**WORK TO BE COMPLETED:**
Reproduce the listing below word for word, starting with the line containing "Note to the class: mark the fleur-de-lis" and going on through the line containing "(1152, 426)", both included.

**RECORDED DATA:**

════════════════════

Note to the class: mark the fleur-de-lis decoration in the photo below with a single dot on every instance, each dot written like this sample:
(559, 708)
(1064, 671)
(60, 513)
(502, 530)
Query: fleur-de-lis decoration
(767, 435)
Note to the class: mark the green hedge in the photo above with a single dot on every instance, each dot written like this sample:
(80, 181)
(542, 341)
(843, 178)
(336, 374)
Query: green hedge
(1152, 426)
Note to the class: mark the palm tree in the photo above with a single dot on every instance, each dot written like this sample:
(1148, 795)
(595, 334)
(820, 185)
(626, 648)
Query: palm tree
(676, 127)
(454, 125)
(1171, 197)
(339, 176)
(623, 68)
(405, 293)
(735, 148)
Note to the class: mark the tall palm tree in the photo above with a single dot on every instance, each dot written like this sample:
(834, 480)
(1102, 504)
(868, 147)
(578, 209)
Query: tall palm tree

════════════════════

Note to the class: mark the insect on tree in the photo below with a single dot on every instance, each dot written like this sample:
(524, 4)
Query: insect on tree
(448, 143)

════════════════════

**RESPONSE BELOW:**
Note to the class: mark the fleur-de-lis decoration in the photo below with a single dot on every instance, each dot written like this sample:
(559, 708)
(1064, 671)
(60, 513)
(502, 530)
Query: fleur-de-lis decoration
(767, 435)
Note to the class: mark the green hedge in the photo above with a single dot on every instance, each dot written like this sample:
(80, 181)
(542, 341)
(843, 178)
(336, 374)
Query: green hedge
(1152, 426)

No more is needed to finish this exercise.